Document passage:
******

Gold = answers. These are the exact tables BI tools or ML features consume.
4. SQL Insights (Databricks SQL / Notebook %sql magic)
-- Create SQL views over Gold for analysts (optional)
CREATE OR REPLACE TEMP VIEW gold_daily AS
SELECT * FROM delta.'/tmp/demo_retail/gold/metrics/daily_by_channel';
CREATE OR REPLACE TEMP VIEW gold_top_skus AS
SELECT * FROM delta.'/tmp/demo_retail/gold/metrics/top_skus';
-- Example insights
SELECT order_date, channel, revenue, orders, units
FROM gold_daily
ORDER BY order_date, channel;
SELECT sku, revenue, units, orders
FROM gold_top_skus
LIMIT 10;
Tip: In Unity Catalog environments, prefer catalog.schema.table names rather than paths, e.g., CREATE TABLE retail.gold.daily_by_channel USING DELTA LOCATION '...'.
5. Orchestrate & Operationalize (Jobs/Workflows)
Notebook Tasks:
Task A (Bronze load) → Task B (Silver clean) → Task C (Gold aggregates).
Schedule: Hourly / Daily.
Retries & Alerts: Set retry policy, email/Slack on failure.
Parameters: Pass ingest_date, source_path to notebooks for reusability.
6. Performance & Governance touches
Performance: OPTIMIZE ... ZORDER BY (order_date, sku) on big tables; cache hot Silver tables.
Cost: Use job clusters + auto-termination.
Governance: Put tables under Unity Catalog; grant SELECT to analyst groups; track lineage.
Bonus: Equivalent SQL Pattern (quick view)
-- Bronze → Silver in pure SQL (Delta tables)

******

Data:
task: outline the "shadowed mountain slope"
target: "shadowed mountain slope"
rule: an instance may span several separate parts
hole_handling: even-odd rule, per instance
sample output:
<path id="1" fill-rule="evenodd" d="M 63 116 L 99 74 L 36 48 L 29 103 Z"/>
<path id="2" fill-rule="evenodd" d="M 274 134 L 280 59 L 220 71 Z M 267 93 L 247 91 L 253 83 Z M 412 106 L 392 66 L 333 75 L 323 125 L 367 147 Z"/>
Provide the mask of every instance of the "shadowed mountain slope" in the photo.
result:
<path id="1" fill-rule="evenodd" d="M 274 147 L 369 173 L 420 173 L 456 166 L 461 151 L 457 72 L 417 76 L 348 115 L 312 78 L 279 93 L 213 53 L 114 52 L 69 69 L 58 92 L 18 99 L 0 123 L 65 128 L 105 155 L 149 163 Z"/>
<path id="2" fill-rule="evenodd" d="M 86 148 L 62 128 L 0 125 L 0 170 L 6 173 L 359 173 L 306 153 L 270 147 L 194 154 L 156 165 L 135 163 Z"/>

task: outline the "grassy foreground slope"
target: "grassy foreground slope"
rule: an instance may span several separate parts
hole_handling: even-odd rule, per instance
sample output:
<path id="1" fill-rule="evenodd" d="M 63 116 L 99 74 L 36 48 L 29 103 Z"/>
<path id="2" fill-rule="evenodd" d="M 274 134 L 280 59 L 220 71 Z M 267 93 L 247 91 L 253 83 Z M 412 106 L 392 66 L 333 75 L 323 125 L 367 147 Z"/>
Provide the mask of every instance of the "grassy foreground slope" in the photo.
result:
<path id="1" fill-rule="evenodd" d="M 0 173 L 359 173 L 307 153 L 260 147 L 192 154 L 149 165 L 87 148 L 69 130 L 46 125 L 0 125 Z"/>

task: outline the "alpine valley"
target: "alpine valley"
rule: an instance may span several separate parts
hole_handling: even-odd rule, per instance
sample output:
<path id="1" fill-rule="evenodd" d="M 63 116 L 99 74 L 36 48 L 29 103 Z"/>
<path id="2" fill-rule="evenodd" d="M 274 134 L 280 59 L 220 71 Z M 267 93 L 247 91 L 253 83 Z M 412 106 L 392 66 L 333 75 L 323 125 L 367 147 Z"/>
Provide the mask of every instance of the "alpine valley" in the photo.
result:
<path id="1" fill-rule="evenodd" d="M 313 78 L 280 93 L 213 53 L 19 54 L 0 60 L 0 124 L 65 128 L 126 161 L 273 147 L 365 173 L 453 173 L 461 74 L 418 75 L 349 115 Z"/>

******

Set tasks:
**1.** What does the Databricks pipeline text recommend to keep costs down?
**2.** Copy out the Databricks pipeline text starting with "5. Orchestrate &" and going on through "hot Silver tables.".
These lines come from a separate source.

Responses to the exercise:
**1.** Job clusters plus auto-termination.

**2.**
5. Orchestrate & Operationalize (Jobs/Workflows)
Notebook Tasks:
Task A (Bronze load) → Task B (Silver clean) → Task C (Gold aggregates).
Schedule: Hourly / Daily.
Retries & Alerts: Set retry policy, email/Slack on failure.
Parameters: Pass ingest_date, source_path to notebooks for reusability.
6. Performance & Governance touches
Performance: OPTIMIZE ... ZORDER BY (order_date, sku) on big tables; cache hot Silver tables.